• [YOUR OBJECTIVE]
From the data below, copy each line that contains the string "brown", treating uppercase and lowercase letters as distinct.

• [DATA EXTRACT]
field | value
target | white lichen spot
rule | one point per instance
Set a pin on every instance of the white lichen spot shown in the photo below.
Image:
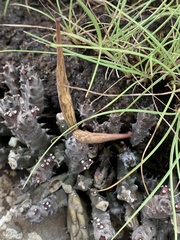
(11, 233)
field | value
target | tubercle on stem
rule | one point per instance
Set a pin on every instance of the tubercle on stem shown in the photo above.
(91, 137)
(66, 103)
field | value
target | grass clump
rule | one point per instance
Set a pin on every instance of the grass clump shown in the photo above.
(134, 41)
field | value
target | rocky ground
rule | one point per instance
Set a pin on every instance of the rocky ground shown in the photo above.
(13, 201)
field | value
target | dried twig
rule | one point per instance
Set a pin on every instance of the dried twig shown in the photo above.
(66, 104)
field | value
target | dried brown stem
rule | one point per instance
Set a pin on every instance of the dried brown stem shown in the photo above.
---
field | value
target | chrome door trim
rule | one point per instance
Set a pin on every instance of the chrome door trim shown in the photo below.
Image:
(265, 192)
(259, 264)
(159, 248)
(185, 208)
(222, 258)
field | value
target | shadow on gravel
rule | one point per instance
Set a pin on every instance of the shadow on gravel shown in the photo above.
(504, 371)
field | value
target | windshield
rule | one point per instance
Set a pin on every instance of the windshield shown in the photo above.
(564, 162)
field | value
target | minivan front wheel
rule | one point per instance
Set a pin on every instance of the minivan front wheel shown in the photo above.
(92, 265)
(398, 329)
...
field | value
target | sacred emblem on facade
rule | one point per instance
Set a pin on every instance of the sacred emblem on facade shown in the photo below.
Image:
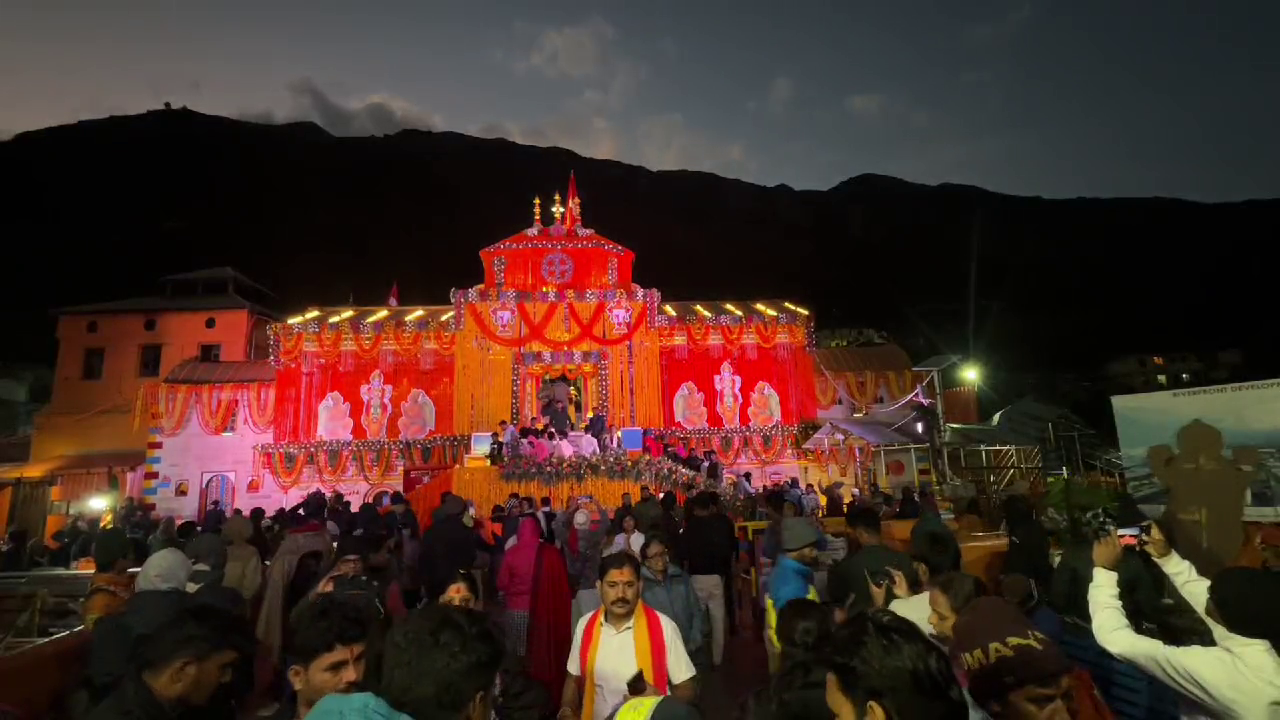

• [ANSWER BELOW]
target | dried brown stem
Set a pin on every instance of the dried brown stem shown in the photo above.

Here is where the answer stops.